(Instructions for the task) Recast the lines of all the entries below as a numbered list. Omit any blank lines and leave the pictures out.

(Information shown)
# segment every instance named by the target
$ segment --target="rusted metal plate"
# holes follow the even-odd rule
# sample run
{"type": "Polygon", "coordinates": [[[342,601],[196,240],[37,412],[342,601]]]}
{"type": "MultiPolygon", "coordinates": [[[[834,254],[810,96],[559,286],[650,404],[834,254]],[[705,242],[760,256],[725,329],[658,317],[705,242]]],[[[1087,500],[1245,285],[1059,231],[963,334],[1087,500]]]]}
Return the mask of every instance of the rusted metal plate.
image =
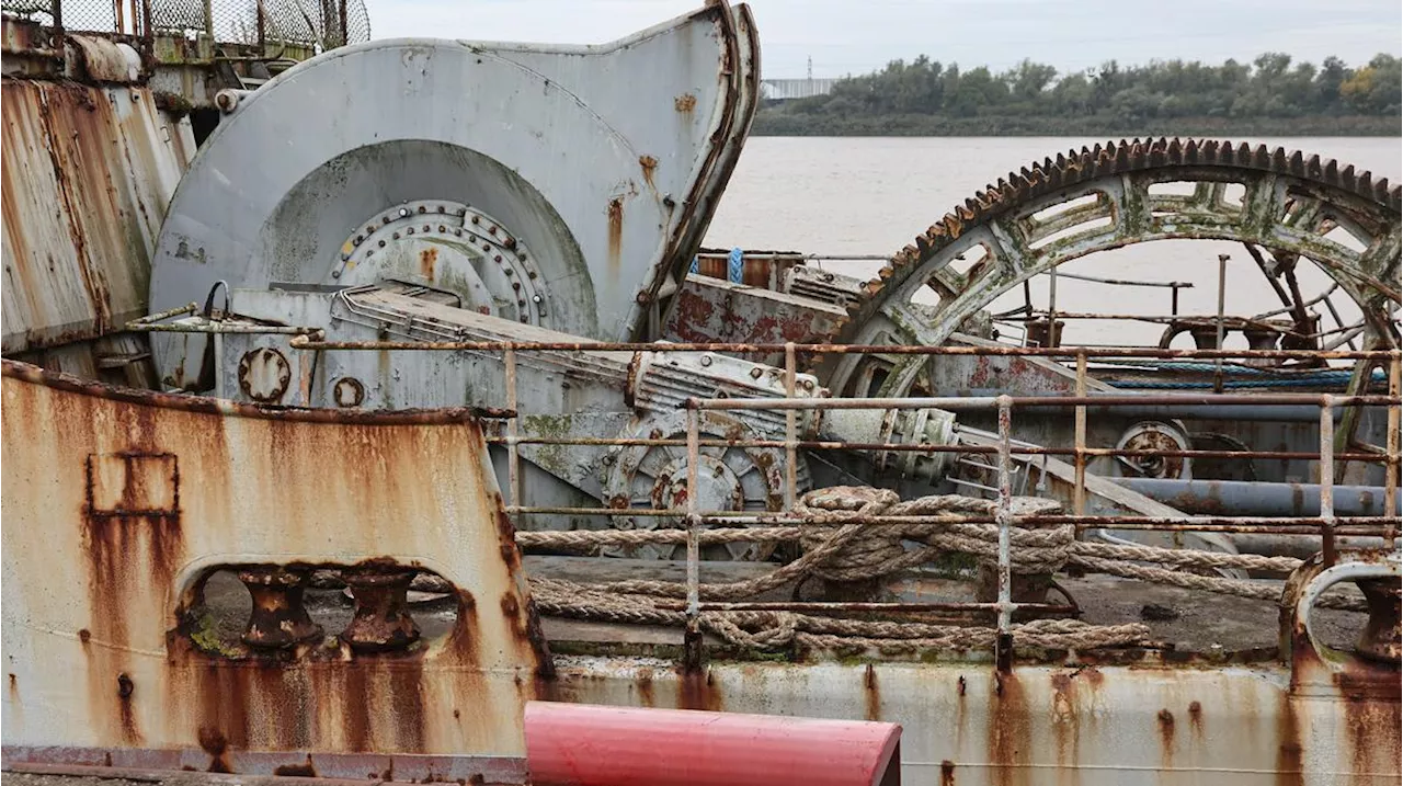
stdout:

(Worked answer)
1. # segment every instance named by the target
2. $ segment --target="rusted metal plate"
3. # holes follow the even-odd rule
4. # sample run
5. {"type": "Polygon", "coordinates": [[[342,601],[196,240],[37,412],[342,601]]]}
6. {"type": "MultiPolygon", "coordinates": [[[[834,254],[810,96],[559,286],[650,404],[834,254]],[[705,242],[760,256],[725,329],[658,317],[705,242]]],[[[1087,500],[1245,285],[1059,231],[963,334],[1087,500]]]]}
7. Return the mask of every instance of the rusted metal plate.
8. image =
9. stdout:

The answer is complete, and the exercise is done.